#### Provided information ####
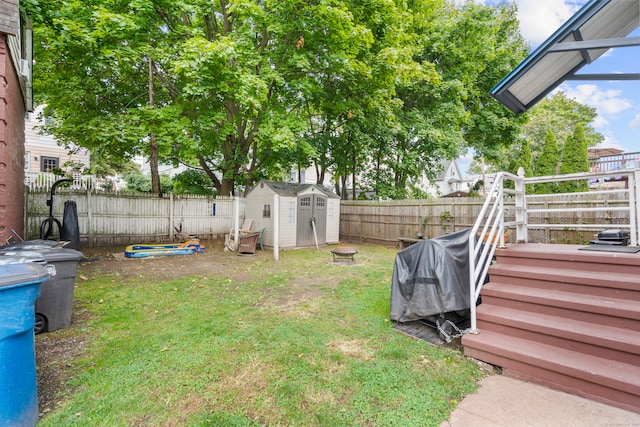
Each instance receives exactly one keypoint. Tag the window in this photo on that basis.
(47, 164)
(292, 212)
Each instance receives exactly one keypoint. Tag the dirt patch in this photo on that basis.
(214, 260)
(54, 353)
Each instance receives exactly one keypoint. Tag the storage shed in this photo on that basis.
(299, 207)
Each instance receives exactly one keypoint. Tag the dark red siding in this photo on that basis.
(12, 113)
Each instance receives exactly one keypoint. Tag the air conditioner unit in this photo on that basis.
(24, 68)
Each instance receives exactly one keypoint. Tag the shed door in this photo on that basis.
(310, 207)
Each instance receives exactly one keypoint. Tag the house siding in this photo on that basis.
(12, 112)
(9, 17)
####
■ **What is being asked**
The entries above must be output exactly, with every image left out.

■ **Answer area**
Each instance receives exactly one keypoint. Tag the window in this photo on that basis.
(47, 164)
(292, 212)
Each instance receives exactly one keypoint. Tag the dirt patch in this photo on that basis.
(214, 260)
(54, 353)
Each instance receives exactly one keypoint. Tag the storage shed in this photo on that basis.
(299, 207)
Each instance receives exactly one keypoint. Tag the dark red siding in this photo on that basis.
(12, 113)
Each instance receives exactly one keypoint. Tag the air conditioner unit in this photo on that basis.
(24, 68)
Each instance receives exactly one keypoint. Tag the shed door in this photo on that basis.
(310, 207)
Each instance receives exactly one keypoint. Tag the house siding in this photo on that basis.
(12, 112)
(9, 17)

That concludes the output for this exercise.